* PASSAGE SHOWN

--- START ---

Then everybody would be as wrong as you. You can repeat this as much as you like, but it is simply false.

Legally speaking: copyright infringement is an offense distinct from theft.

Speaking from reality: copyright infringement does not deprive the holder of the right of their property.

Speaking ethically: Copyright infringement is a violation of a particular commercial mode of exchange. "Unauthorized Looking" would be a better term for what retail bittorrent users are up to.

2 comments

I agree with your interpretation of copyright and that it is not theft, but your position ignores the fact that very many “properties” would not exist except for the understanding that they might be profitable. In some cases, like GoT, the likelihood of profitability is very high.

In that sense, copyright infringement _indirectly_ deprives the holder of the property through the capital that they invested in order to create the property in the first place.

I mean, if I spend $100 to make a movie with the hope that 100 people will each spend $2 to watch it, and then you make a copy and distribute it for free to my audience, then you’ve deprived me of my $100 in capital, and the $100 in profit. The profit itself is a loss because it is an opportunity cost: if I hadn’t made the movie then I might have spent my time making money some other way.

The distance between your position and mine is, I think, one of scale. Individual infringement of a property with millions of views is a tiny fraction of the cost of creating that property. But as the number of infringers increases relative to the audience, it really does deprive people of property.

What if someone pirates it after 100 people already watched/bought it, and now you got 500 more loyal fans who might also buy your next movie?
The actual likelihood of this happening in the real world approaches zero, given the intrinsic incentives of pirates ie to release as early as possible, and the fact that pirates don’t usually know (or care) if the product has recouped its investment, or not.

--- END ---

* SUPPLIED MATERIAL
--- START ---

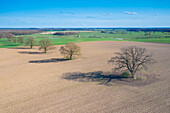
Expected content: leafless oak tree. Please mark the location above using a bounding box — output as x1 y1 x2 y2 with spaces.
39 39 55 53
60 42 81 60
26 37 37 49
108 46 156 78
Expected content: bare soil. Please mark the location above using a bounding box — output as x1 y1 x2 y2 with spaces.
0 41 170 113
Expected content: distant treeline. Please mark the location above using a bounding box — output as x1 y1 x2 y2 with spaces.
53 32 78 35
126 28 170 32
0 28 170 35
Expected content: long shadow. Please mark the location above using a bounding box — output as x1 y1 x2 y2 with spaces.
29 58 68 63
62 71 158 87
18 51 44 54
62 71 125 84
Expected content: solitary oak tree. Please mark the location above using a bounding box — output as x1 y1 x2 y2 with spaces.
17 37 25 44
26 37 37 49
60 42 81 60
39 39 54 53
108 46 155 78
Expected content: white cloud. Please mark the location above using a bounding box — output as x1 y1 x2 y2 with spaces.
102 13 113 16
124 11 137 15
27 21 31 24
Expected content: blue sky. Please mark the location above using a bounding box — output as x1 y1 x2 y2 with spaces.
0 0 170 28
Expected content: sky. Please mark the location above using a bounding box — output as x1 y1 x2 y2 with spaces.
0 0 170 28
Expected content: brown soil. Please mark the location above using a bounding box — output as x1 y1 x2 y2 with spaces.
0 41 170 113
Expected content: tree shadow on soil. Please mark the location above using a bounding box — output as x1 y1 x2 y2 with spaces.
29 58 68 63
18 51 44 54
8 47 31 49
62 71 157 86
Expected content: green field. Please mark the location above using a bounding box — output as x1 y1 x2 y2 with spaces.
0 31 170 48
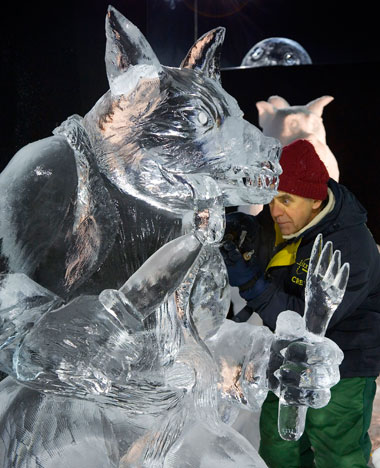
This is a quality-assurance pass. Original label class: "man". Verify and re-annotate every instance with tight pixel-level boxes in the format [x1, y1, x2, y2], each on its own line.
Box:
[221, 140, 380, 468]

--- END ---
--- START ---

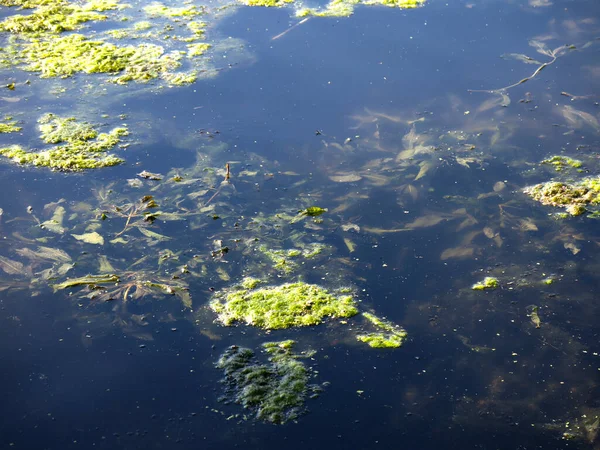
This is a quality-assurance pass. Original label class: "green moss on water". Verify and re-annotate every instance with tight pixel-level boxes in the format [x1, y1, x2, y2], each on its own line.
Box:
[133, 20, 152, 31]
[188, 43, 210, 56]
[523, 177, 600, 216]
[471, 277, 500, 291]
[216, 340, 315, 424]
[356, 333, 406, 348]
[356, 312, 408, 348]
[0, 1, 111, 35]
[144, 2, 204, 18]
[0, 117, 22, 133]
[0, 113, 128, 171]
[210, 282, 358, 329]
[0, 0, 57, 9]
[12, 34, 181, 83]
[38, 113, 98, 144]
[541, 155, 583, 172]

--- END ---
--- START ---

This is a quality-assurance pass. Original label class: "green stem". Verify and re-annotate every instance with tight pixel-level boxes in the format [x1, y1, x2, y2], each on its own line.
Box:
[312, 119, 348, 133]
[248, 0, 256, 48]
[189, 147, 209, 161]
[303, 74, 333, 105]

--- END ---

* REQUESTS
**A.** Do these statements agree with the copyright discussion? Answer yes or no for each, quoting the deciding words. (i) Legally, copyright infringement is an offense separate from theft. (ii) The commenter holds that one person's infringement of a property with millions of views is a large share of what it cost to create. (iii) In the movie example, the maker hopes 100 people will each pay $2 to watch.
**B.** From the copyright discussion, reproduce word for word the part that opens with the words containing "In that sense, copyright" and closes with "people of property.".
The listing is separate material, unrelated to the copyright discussion.

* COMPLETE ANSWERS
**A.**
(i) Yes: "copyright infringement is an offense distinct from theft."
(ii) No: "Individual infringement of a property with millions of views is a tiny fraction of the cost of creating that property."
(iii) Yes: "with the hope that 100 people will each spend $2 to watch it"

**B.**
In that sense, copyright infringement _indirectly_ deprives the holder of the property through the capital that they invested in order to create the property in the first place.

I mean, if I spend $100 to make a movie with the hope that 100 people will each spend $2 to watch it, and then you make a copy and distribute it for free to my audience, then you’ve deprived me of my $100 in capital, and the $100 in profit. The profit itself is a loss because it is an opportunity cost: if I hadn’t made the movie then I might have spent my time making money some other way.

The distance between your position and mine is, I think, one of scale. Individual infringement of a property with millions of views is a tiny fraction of the cost of creating that property. But as the number of infringers increases relative to the audience, it really does deprive people of property.